[Pointing items]
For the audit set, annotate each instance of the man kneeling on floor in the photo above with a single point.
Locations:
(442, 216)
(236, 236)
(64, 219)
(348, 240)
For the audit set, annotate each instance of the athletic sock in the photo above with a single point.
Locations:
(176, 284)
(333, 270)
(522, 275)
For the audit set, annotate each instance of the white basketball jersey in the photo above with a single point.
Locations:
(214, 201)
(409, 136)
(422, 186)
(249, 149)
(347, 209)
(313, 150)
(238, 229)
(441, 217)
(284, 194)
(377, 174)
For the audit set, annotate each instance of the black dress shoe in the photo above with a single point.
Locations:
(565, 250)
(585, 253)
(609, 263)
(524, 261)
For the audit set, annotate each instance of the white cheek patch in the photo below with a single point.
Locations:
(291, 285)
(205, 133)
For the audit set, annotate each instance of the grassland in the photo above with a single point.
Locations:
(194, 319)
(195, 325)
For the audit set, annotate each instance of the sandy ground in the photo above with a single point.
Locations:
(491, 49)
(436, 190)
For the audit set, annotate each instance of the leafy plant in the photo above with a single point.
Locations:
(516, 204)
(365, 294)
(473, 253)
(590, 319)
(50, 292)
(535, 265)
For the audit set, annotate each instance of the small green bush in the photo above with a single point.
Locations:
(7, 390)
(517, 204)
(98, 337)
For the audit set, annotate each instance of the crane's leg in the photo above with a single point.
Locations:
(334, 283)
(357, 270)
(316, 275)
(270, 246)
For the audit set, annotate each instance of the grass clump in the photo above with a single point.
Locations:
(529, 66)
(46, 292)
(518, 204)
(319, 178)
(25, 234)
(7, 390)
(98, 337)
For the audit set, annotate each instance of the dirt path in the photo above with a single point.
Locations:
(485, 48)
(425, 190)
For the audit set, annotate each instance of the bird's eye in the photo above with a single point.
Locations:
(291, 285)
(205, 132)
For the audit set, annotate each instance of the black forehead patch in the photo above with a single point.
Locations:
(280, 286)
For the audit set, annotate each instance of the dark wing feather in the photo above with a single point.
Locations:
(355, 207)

#### What the exercise asks:
Rewrite all of the items above with "review set" in place of each "audit set", leaving everything else unchanged.

#### Full response:
For the review set, annotate each instance of the man kneeling on floor in the photo above with a single point.
Locations:
(442, 216)
(236, 236)
(64, 219)
(348, 240)
For the review set, annotate each instance of the athletic sock in the photo above with a single point.
Locations:
(176, 284)
(333, 270)
(522, 275)
For the review set, annotate each instance of the white basketball jersey in the photo above with a single point.
Locations:
(214, 201)
(409, 136)
(422, 186)
(249, 149)
(347, 209)
(313, 150)
(238, 229)
(441, 217)
(284, 194)
(377, 174)
For the review set, annotate each instance of the black dress shoe in the photo above with a single point.
Locations:
(565, 250)
(585, 253)
(609, 263)
(524, 261)
For the review set, annotate each instance of the white cheek patch in the photo below with a single point.
Locations:
(291, 285)
(205, 133)
For the review set, annotate each instance of the grassland in the photo above with a single point.
Locations:
(194, 319)
(195, 325)
For the review set, annotate each instance of the sandy ground in the photo above with a single point.
Locations:
(491, 49)
(436, 190)
For the review set, annotate each instance of the leafy plant in the photo above with a single point.
Locations:
(516, 204)
(365, 294)
(473, 253)
(590, 319)
(50, 292)
(535, 265)
For the review set, annotate each instance of the small green bush in the photo above with a single point.
Locations:
(7, 390)
(517, 204)
(98, 337)
For the review set, annotate each instance of the crane's leg in the photo above with a single point.
Locations:
(334, 283)
(357, 270)
(316, 275)
(270, 246)
For the review set, annotate each instance of the grass clump in the photo above with a single point.
Locations:
(529, 66)
(46, 292)
(518, 204)
(319, 178)
(25, 234)
(7, 390)
(98, 337)
For the review set, annotate each instance of the dirt path in the photo above with a single point.
Locations:
(485, 48)
(425, 190)
For the review set, annotate each instance of the bird's eye in the photo above with a single point.
Locations:
(291, 285)
(205, 132)
For the review set, annotate each instance of the black forehead patch in the photo above with a single point.
Locations:
(280, 286)
For the review set, annotate each instance of the dark wing feather in the photo above with a single point.
Locations:
(355, 207)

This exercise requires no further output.